## Aim of the exercise
Locate the line that contains "Q: For every instance of the wooden", then copy it and all later lines of the data below exactly, through the last one.

════════════════════

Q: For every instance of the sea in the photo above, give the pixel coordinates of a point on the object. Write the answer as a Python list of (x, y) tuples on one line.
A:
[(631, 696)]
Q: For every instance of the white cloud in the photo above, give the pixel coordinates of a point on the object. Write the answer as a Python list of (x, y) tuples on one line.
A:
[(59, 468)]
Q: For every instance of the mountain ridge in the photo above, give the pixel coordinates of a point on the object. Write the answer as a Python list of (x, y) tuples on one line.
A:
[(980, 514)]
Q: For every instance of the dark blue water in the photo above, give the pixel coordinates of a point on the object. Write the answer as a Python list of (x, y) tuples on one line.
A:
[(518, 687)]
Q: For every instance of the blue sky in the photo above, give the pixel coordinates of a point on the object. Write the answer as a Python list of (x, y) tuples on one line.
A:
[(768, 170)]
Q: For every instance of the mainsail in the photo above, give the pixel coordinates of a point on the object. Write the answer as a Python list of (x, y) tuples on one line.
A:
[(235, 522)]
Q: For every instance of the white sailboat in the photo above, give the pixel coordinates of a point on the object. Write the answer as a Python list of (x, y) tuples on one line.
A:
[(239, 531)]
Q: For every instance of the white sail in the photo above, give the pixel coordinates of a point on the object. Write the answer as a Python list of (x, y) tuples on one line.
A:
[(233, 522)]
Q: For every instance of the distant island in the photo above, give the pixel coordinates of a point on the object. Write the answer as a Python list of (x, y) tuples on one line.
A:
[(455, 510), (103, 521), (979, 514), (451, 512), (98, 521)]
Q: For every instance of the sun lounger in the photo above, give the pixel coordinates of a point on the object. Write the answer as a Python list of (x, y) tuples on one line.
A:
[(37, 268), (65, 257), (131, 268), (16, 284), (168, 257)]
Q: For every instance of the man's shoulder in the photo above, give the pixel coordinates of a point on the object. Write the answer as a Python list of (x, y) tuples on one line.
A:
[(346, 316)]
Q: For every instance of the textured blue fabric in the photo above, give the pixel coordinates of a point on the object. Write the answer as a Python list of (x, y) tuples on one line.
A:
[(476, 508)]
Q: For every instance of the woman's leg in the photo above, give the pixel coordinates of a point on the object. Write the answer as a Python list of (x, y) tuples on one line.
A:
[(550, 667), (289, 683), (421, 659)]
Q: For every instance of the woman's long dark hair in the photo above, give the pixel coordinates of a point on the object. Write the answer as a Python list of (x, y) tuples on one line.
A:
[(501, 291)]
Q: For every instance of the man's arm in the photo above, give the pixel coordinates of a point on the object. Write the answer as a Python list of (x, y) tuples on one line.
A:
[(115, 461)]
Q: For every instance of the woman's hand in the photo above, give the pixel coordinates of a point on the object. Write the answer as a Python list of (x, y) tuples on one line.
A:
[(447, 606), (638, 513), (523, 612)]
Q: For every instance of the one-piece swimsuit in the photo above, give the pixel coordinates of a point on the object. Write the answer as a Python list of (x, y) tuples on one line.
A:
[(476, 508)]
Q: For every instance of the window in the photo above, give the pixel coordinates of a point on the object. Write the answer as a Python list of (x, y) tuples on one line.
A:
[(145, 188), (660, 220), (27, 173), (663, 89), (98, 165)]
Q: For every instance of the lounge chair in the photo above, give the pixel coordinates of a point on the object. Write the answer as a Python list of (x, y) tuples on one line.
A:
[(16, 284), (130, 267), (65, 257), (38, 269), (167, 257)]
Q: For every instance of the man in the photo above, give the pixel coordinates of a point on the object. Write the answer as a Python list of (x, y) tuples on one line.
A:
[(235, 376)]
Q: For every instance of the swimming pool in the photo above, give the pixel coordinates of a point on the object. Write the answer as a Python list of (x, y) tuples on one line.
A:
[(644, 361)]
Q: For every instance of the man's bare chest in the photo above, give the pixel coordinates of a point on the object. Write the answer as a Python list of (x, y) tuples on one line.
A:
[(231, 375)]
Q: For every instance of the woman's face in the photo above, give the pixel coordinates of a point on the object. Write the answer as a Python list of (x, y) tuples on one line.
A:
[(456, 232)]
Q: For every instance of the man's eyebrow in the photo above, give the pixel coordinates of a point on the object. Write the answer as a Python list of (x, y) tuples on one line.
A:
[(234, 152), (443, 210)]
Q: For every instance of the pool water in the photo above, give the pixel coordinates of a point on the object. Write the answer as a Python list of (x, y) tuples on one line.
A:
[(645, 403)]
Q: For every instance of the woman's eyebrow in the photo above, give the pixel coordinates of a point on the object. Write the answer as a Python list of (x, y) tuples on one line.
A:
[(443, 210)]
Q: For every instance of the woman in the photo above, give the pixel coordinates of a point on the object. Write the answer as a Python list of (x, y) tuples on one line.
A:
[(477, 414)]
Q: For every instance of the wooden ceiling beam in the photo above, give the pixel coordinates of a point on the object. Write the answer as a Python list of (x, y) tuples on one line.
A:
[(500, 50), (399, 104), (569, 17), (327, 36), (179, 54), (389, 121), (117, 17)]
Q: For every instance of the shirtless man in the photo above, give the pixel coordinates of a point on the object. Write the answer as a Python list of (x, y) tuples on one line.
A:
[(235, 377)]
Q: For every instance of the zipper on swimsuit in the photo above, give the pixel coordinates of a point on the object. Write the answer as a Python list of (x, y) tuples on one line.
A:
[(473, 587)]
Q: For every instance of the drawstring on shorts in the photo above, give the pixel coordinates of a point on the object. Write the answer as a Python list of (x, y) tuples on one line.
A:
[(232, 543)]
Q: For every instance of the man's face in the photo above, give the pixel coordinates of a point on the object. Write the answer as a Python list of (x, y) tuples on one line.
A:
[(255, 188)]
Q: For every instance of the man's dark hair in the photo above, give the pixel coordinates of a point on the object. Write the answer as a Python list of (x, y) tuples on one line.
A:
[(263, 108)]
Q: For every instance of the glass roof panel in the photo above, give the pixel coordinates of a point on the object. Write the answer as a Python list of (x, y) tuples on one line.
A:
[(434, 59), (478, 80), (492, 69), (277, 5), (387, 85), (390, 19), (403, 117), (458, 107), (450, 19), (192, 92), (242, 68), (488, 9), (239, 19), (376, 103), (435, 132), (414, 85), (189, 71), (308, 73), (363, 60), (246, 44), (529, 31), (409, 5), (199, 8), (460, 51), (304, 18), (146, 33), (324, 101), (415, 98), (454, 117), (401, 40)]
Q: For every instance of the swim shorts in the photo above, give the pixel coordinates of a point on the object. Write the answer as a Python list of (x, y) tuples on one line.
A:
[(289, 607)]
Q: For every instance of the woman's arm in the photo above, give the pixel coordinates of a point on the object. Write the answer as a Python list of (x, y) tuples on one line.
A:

════════════════════

## Task solution
Q: For every instance of the wooden ceiling beam in the photo above, give the pixel coordinates of a point on the object. Write the answer as a Python list of (x, y) tuples on one line.
A:
[(500, 50), (399, 104), (569, 17), (327, 36), (179, 54), (389, 121), (117, 17)]
Q: For every instance of the shirtless man in the photo above, give the pixel coordinates of a point on the object. Write the answer as a Python list of (x, y) tuples on one line.
A:
[(235, 377)]
Q: For every instance of the zipper on swimsuit in the photo above, give the pixel coordinates of a point on the object. Write the answer as a Python list of (x, y) tuples on one line.
A:
[(473, 587)]
Q: For every instance of the drawstring on shorts in the photo above, give the pixel coordinates of a point on the object. Write the answer as a Python list of (x, y) tuples on one line.
A:
[(232, 543)]
Q: For every instance of the man's face in the photo above, give the pixel coordinates of a point on the object. Write the answer as a Python list of (x, y) tuples on one line.
A:
[(255, 188)]
Q: For every instance of the man's dark hair in the photo above, give the pixel coordinates of a point on the object. Write the answer as a Python list of (x, y) tuples on one line.
A:
[(263, 108)]
Q: For every instance of the glass roof panel in the photo above, give the pixel coordinates of a point on the object. Write the answer as a Python list of (x, y) tuples on one line.
A:
[(434, 59), (478, 80), (492, 69), (277, 5), (387, 85), (390, 19), (403, 117), (458, 107), (450, 19), (192, 92), (242, 68), (488, 9), (239, 19), (376, 103), (435, 132), (414, 85), (189, 71), (308, 73), (363, 60), (246, 44), (529, 31), (409, 5), (199, 8), (460, 51), (304, 18), (146, 33), (324, 101), (415, 98), (454, 117), (401, 40)]
Q: For every instance of the swim shorts in the photo above, give the pixel coordinates of a point on the object. Write the answer as a Python list of (x, y) tuples on one line.
A:
[(289, 607)]
Q: For every instance of the woman's arm in the photo above, give the pixel coordinates of a point on the object. Write the answer as a Python list of (x, y) tuples on one line.
A:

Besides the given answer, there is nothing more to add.